* **PROBLEM TO SOLVE**:
Word for word, set down the entries below.

* **SOURCE DATA**:
-------
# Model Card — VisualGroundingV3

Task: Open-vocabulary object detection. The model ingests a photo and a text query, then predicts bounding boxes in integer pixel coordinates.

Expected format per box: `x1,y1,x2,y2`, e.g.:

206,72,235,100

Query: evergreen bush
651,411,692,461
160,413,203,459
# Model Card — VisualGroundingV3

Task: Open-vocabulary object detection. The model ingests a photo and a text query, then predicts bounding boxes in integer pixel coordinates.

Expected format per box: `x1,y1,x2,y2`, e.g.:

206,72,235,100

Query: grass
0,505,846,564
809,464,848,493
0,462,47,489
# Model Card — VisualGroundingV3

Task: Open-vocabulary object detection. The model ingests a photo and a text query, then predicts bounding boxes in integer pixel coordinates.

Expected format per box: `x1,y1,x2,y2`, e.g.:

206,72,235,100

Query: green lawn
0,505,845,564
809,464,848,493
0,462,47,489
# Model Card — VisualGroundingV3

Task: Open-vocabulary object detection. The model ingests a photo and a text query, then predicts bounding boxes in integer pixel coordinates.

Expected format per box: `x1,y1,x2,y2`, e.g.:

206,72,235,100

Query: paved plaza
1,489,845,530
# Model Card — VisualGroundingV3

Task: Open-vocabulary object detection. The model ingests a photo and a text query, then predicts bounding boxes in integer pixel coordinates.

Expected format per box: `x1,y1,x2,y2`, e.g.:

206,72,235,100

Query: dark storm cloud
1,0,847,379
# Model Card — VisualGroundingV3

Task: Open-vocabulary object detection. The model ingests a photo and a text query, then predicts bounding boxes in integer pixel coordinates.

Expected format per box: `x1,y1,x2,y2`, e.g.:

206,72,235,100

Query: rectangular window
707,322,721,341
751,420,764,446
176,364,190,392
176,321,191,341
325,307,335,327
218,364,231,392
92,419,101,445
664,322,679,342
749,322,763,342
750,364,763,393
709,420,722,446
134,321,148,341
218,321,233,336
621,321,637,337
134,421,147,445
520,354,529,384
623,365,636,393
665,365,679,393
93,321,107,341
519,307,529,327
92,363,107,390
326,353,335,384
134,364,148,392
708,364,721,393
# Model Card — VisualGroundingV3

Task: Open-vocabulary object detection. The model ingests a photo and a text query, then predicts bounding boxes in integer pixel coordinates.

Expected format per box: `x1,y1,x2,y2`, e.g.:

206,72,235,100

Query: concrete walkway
-------
* **RESPONSE BOX**:
# Model Card — VisualGroundingV3

Task: Open-vocabulary object detection. The model ingests a photo and a text query, then predicts bounding boxes in integer pixel coordinates.

Expected format per box: `x1,y1,x2,y2`, e.g.:

206,72,235,100

Query: evergreen bush
651,411,692,461
160,413,203,459
# Model Card — VisualGroundingV3

Task: Open-vocabulary object detection. The model ingests a photo and a text query, then predicts bounding boxes in integer pixel coordinates.

Expected format per box: `x1,y1,x2,y2`, e.g.:

206,72,235,100

Query: grass
0,505,846,564
809,464,848,493
0,462,47,489
# Model Card — VisualGroundingV3

Task: Open-vocabulary object detection. The model ingests a photo and a text query, then predicts bounding boxes in integer pixel coordinates.

Expected format per box: `x1,y1,x2,y2`, e.g.:

206,72,235,100

Query: green lawn
0,505,845,564
809,464,848,493
0,462,47,489
# Model Card — VisualGroundingV3

Task: Open-vocabulary object detection. The model ingests a photo and a text query, then predicts bounding boxes in integer pixel coordinates.

Expected format per box: `x1,y1,x2,y2`, e.g.:

206,72,235,100

Query: paved plaza
1,489,845,530
# Model Card — VisualGroundingV3

Task: Open-vocabulary object detection. The model ingests a photo and a text query, then predicts bounding boxes in integer pixel coordinates.

Expected format per box: `x1,y1,x2,y2`, e.g.:

206,72,235,100

Query: dark storm cloud
1,0,847,379
# Model Card — VisualGroundingV3

Task: Open-vocabulary object detection. The model ingests a photo and a text query, then predicts bounding boxes in integer pixel coordinates.

Expected format per box: `x1,y1,x2,y2`, e.g.:

206,72,235,100

Query: rectangular window
707,322,721,341
751,420,764,446
176,364,190,392
176,321,191,341
325,307,335,327
218,364,231,392
92,419,101,445
664,322,679,342
749,322,763,342
750,364,763,393
709,420,722,446
134,321,148,341
218,321,233,336
621,321,637,337
134,421,147,445
520,354,529,384
623,365,636,393
665,365,679,393
93,321,107,341
519,307,529,327
92,363,107,390
326,353,335,384
134,364,148,392
708,364,721,393
# Model Card — VisualGroundingV3

Task: Open-vocabulary object detection. The model ingests a photo and a text query, then predicts bounding boxes in integer pixel coordinates.

Expected format per box: `x1,y1,x2,y2`, e.g.:

206,72,235,100

Query: concrete walkway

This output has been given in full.